#### [GIVEN PROBLEM 1]
In the listing below, substitute "occurrence" for "instance" in everything from the line containing "Practice: locate the red sock" down to the end of the listing. Reproduce those lines with no other changes.

#### [PAGE TEXT]
[HINT_EXPLAIN]

To monitor the real-time performance and execution order of a SQL query, you can print the query execution plan by adding "[HINT_EXPLAIN]" after the SQL keywords "select" or "exec". For example:

select [HINT_EXPLAIN] * from tb where id > 20

Note:

  • A SQL query with "[HINT_EXPLAIN]" returns a JSON string indicating the execution plan instead of the actual query result.

  • Currently, "[HINT_EXPLAIN]" does not work with "update" and "delete" statements.

"[HINT_EXPLAIN]" can be used in queries on both partitioned and non-partitioned tables. For a query on a partitioned table, the execution plan contains extra information about the map-reduce operation. This tutorial uses queries on a DFS table as examples to explain the attributes in the execution plan.

The outermost level of the JSON string consists of 2 root attributes, measurement and explain.

measurement

"measurement":"microsecond"

This indicates that the elapsed time (i.e., the values of the cost attribute) in the execution plan is measured in microseconds.

explain

The order of the sub attributes inside explain, from top to bottom, represents the execution order of the SQL query. Since a query may contain subqueries, explain can also be nested inside other attributes.

explain contains the following sub attributes:

  • rows: the number of records returned

  • cost: the time it takes to execute the query

{
  "measurement":"microsecond",
  "explain": {
      /* other attribute-value pairs */
      "rows": 20000,
      "cost": 100
  }
}

The execution of a distributed query has 3 phases: map → merge → reduce. The attributes corresponding to the 3 phases are usually nested inside the root attribute explain. For example:

{
  "measurement":"microsecond",
  "explain":{
      "from":{...},
      "map":{...},
      "merge":{...},
      "reduce":{...},
      "rows":10,
      "cost":23530
  }
}

The system optimizes queries where possible and the associated information is included in the "optimize" attribute in the execution plan. For example, in standalone mode, create a DFS table partitioned on the "date" column. Query all the records in a single partition:

select [HINT_EXPLAIN] * from t1 where date = 2022.01.01

The query is optimized and an "optimize" attribute is included in the execution plan.

#### [RECORDS FOR THE EXERCISE]
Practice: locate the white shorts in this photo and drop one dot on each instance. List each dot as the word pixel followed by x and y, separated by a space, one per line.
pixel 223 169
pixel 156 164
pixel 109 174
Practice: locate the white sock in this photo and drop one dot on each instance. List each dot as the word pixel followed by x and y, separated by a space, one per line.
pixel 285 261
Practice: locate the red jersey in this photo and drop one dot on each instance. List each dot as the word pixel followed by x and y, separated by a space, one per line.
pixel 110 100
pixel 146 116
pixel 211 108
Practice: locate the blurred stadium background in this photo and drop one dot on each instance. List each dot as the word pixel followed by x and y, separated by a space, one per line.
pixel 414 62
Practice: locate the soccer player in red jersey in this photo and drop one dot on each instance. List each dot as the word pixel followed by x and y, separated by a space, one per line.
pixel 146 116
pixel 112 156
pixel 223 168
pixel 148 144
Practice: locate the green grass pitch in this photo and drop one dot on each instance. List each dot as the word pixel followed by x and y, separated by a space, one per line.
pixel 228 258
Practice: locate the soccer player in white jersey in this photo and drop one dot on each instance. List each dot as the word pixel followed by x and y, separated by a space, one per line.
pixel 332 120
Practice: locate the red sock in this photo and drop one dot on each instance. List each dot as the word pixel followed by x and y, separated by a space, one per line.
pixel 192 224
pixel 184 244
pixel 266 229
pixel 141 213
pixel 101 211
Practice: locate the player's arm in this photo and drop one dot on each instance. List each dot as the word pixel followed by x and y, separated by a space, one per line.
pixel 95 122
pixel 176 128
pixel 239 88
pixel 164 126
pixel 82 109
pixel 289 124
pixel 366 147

#### [GIVEN PROBLEM 2]
Name every attribute that appears directly inside "explain" in the second JSON example of the [HINT_EXPLAIN] page text above.

#### [CORRECT RESPONSE 1]
Practice: locate the red sock in this photo and drop one dot on each occurrence. List each dot as the word pixel followed by x and y, separated by a space, one per line.
pixel 192 224
pixel 184 244
pixel 266 229
pixel 141 213
pixel 101 211
Practice: locate the player's arm in this photo and drop one dot on each occurrence. List each dot as the word pixel followed by x and y, separated by a space, one per line.
pixel 95 122
pixel 176 128
pixel 239 88
pixel 164 126
pixel 82 109
pixel 289 124
pixel 366 147

#### [CORRECT RESPONSE 2]
from
map
merge
reduce
rows
cost